**INSTRUCTION**: Can you give the rows again with "potted cactus" changed to "succulent plant" and everything else left the same?

**MATERIAL PROVIDED**:
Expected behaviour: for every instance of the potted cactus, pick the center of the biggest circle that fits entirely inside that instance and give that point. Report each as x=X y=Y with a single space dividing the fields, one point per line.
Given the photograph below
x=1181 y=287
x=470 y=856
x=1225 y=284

**SOLUTION TO THIS EXERCISE**:
Expected behaviour: for every instance of the succulent plant, pick the center of the biggest circle that fits entirely inside that instance and give that point. Report each as x=X y=Y with a single space dividing the fields, one point per line.
Given the photograph below
x=1181 y=287
x=470 y=856
x=1225 y=284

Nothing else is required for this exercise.